Exercise
The reply is to be an exact repetition of the entries that follow, with each picture left out.

Supplied material
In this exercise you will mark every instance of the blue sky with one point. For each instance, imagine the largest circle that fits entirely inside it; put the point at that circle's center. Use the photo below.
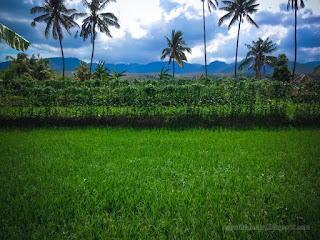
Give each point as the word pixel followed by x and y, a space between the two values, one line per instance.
pixel 145 23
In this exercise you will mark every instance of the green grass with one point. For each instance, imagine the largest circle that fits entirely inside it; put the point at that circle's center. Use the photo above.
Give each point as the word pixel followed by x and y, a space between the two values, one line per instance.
pixel 107 183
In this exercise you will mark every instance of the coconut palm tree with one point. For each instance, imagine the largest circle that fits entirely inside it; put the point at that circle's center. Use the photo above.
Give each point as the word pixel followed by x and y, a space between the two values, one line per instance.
pixel 257 56
pixel 237 11
pixel 56 16
pixel 13 39
pixel 213 5
pixel 102 21
pixel 175 50
pixel 293 4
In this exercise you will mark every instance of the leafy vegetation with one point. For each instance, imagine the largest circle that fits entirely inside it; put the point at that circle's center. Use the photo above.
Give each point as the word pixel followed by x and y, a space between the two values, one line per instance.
pixel 176 49
pixel 57 16
pixel 117 183
pixel 257 56
pixel 237 11
pixel 97 20
pixel 295 6
pixel 212 4
pixel 13 39
pixel 281 70
pixel 197 102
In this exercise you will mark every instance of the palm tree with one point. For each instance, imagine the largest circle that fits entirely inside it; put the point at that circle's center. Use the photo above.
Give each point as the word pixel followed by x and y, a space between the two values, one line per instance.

Solution to this task
In this exercise you will mark every instance of the blue sky with one point. For each instance, imagine the largest circle that fits entirely inside it; put the point at that circle's center. Use the photo below.
Give each point as the word pixel followed by x and y, a space between the two values, one line per instance.
pixel 145 23
In this exercise you will mark every instance of the green grass with one point. For each instance, imagine the largest circle that fits entirely inside it; put the point at that circle's center. Use the photo above.
Give each point as the word pixel followed by x and y, a space between the two values, one line per instance.
pixel 107 183
In this exercise you will mark every instance of the coconut palm tree with one point. For each instance, imagine the largest circle that fits entirely inside it; put the point at that circle's center. Use the photo above.
Give each point as the word pixel followed by x and y, a space between the two values, one line per instance.
pixel 257 56
pixel 237 11
pixel 56 16
pixel 13 39
pixel 213 5
pixel 102 21
pixel 175 50
pixel 293 4
In this exercise you will mark every instance of the leafy vegetation with one point. For each instance, imagine the largest circle that fits entirely inside it; put the point at that circle's center. Use the photo above.
Give each point as the word pixel followed by x and y, a space between the two values, one line per instance.
pixel 176 49
pixel 57 16
pixel 117 183
pixel 257 56
pixel 237 11
pixel 97 20
pixel 295 6
pixel 212 4
pixel 13 39
pixel 281 70
pixel 197 102
In this exercise you will mark every instance of the palm tree with one point. For each instance, imagine the largest circle that fits entirely inside it; put the point at that circle's center. Use the photo above.
Give each point as the word pixel followed by x and y, a space between the two values, one line per instance.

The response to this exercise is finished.